**Written task**: Output the data below in full, byte for byte. Nothing may differ.

**Data listing**:

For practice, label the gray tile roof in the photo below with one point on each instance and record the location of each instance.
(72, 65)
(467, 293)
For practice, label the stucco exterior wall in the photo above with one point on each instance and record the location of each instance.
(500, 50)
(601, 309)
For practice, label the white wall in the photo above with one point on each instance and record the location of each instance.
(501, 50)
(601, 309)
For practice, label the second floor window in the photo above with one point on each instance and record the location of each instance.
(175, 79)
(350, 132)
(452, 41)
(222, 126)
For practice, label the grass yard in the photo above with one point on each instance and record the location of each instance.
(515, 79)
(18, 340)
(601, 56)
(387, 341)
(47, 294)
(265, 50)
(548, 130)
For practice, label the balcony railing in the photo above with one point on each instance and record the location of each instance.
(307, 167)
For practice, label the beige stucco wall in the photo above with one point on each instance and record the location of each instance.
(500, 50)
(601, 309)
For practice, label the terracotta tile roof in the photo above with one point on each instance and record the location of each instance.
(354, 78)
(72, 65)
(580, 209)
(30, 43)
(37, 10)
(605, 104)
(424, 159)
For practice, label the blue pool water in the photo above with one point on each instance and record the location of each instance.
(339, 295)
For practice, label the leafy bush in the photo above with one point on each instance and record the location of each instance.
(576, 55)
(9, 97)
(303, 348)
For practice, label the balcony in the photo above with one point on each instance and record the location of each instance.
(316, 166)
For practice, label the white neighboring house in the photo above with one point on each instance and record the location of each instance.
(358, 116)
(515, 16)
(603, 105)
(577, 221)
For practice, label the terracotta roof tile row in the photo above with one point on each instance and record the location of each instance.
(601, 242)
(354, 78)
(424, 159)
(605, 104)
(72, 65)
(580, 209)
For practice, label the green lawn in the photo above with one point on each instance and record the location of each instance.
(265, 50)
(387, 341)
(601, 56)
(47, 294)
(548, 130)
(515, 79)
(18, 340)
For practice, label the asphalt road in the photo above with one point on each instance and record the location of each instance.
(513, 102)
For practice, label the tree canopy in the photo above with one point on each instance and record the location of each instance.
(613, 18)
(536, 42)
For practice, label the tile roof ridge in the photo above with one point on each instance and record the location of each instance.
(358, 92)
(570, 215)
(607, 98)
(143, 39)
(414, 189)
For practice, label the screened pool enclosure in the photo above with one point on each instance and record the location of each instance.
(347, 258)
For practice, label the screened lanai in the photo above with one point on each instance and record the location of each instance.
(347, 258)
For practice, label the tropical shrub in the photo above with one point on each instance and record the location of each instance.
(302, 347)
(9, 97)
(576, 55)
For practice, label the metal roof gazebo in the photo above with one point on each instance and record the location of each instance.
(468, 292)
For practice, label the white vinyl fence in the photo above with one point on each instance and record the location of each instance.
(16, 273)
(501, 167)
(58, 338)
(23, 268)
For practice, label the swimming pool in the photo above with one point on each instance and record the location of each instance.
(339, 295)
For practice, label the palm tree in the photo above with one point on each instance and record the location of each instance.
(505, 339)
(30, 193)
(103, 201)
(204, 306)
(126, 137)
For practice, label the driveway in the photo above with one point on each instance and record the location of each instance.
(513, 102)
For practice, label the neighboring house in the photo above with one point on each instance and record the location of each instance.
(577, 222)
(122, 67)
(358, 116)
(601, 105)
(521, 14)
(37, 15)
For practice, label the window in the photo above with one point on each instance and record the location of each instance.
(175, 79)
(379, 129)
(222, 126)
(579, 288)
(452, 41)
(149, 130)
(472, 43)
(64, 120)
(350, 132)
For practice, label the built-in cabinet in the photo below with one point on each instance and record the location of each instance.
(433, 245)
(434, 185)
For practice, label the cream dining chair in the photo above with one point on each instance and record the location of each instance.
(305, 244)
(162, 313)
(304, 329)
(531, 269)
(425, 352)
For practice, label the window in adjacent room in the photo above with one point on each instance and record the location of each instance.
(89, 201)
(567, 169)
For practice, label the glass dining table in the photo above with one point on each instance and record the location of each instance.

**Exercise result**:
For practice, label the gray tile roof in the photo below with one point on each instance and record the location of each instance.
(72, 65)
(467, 293)
For practice, label the stucco exterior wall in the photo above with one point on each instance and record the location of each instance.
(500, 50)
(601, 309)
For practice, label the white wall in the photo above with one point on each instance and record the location of each instance.
(501, 50)
(601, 309)
For practice, label the second floor window in the photo above with one point on each instance and record the location of each instance.
(175, 79)
(350, 132)
(452, 41)
(222, 126)
For practice, label the grass yard in the photo above with one point on each instance and record the location of each instance.
(515, 79)
(18, 340)
(601, 56)
(387, 341)
(47, 294)
(265, 50)
(548, 130)
For practice, label the balcony railing in the photo above with one point on each instance and record the location of each instance.
(307, 167)
For practice, label the beige stucco wall in the photo above with one point on each instance and record the location of each instance.
(500, 50)
(601, 309)
For practice, label the terracotta tile roof in the photo above with one point on each instance and record the location of each instance.
(354, 78)
(72, 65)
(580, 209)
(30, 43)
(37, 10)
(605, 104)
(424, 159)
For practice, label the blue pool water in the photo above with one point on each instance and record the location of each instance.
(339, 295)
For practice, label the leafy bush in the photo above with one point on each instance and record the location of each instance.
(576, 55)
(9, 97)
(303, 348)
For practice, label the balcony in the photo above with one point on each instance and record the location of each instance.
(316, 166)
For practice, label the white neighboring house in the photo above with one point on each instance and record the location of each instance.
(358, 116)
(515, 16)
(603, 105)
(577, 221)
For practice, label the terracotta roof tile row in the photo above with one point on each instance and record the location of each instance.
(601, 242)
(354, 78)
(424, 159)
(605, 104)
(72, 65)
(580, 209)
For practice, label the green lawn in the photo above with one point on each instance and record the location of each instance.
(265, 50)
(387, 341)
(601, 56)
(47, 294)
(548, 130)
(515, 79)
(18, 340)
For practice, label the asphalt road in the photo above with one point on each instance and record the location of each instance.
(513, 102)
For practice, label the tree canopy in the photo above with one point on each instance and record the location of each instance.
(613, 18)
(536, 42)
For practice, label the tile roof ridge in the photo above with one point on each instance and record the location of each instance.
(358, 92)
(570, 215)
(607, 98)
(143, 39)
(414, 189)
For practice, label the screened pool enclosure in the photo above with one point on each instance and record the location of each instance.
(347, 258)
For practice, label the screened lanai in the photo above with one point on each instance and record the location of each instance.
(347, 258)
For practice, label the tropical shrub in the photo above with one point on each instance and record the location of each instance.
(302, 347)
(9, 97)
(576, 55)
For practice, label the metal roof gazebo in the photo above with one point on each instance and record the location of each instance.
(468, 292)
For practice, label the white vinyl fence in the photo above with one point on each instance and record the location of each instance.
(16, 273)
(501, 167)
(58, 338)
(23, 268)
For practice, label the swimming pool in the photo above with one point on each instance and record the location of each instance.
(339, 295)
For practice, label the palm tree in the photo above with one point on each instance and record the location of each instance.
(505, 339)
(30, 193)
(103, 201)
(204, 306)
(126, 137)
For practice, label the driveway in the photo above with one point on each instance and record the location of each instance.
(513, 102)
For practice, label the neighboring house in the photo above with one point on each instance and record the location of each instance.
(577, 222)
(122, 67)
(358, 116)
(601, 105)
(521, 14)
(37, 15)
For practice, label the window in the photo above with one point on each instance and record the location of each instance.
(175, 79)
(379, 129)
(222, 126)
(579, 288)
(452, 41)
(149, 130)
(472, 43)
(64, 120)
(350, 132)
For practice, label the built-in cabinet in the photo below with one point on each instance and record the location of each instance.
(433, 245)
(434, 185)
For practice, label the cream dining chair in the photo above with one point on each instance and record the location of each instance.
(305, 244)
(162, 313)
(304, 329)
(531, 269)
(425, 352)
For practice, label the window in adjacent room in the photo above with one point on each instance and record the location of each instance.
(89, 201)
(567, 169)
For practice, label the glass dining table in the photo above with one point on each instance and record the location of each instance.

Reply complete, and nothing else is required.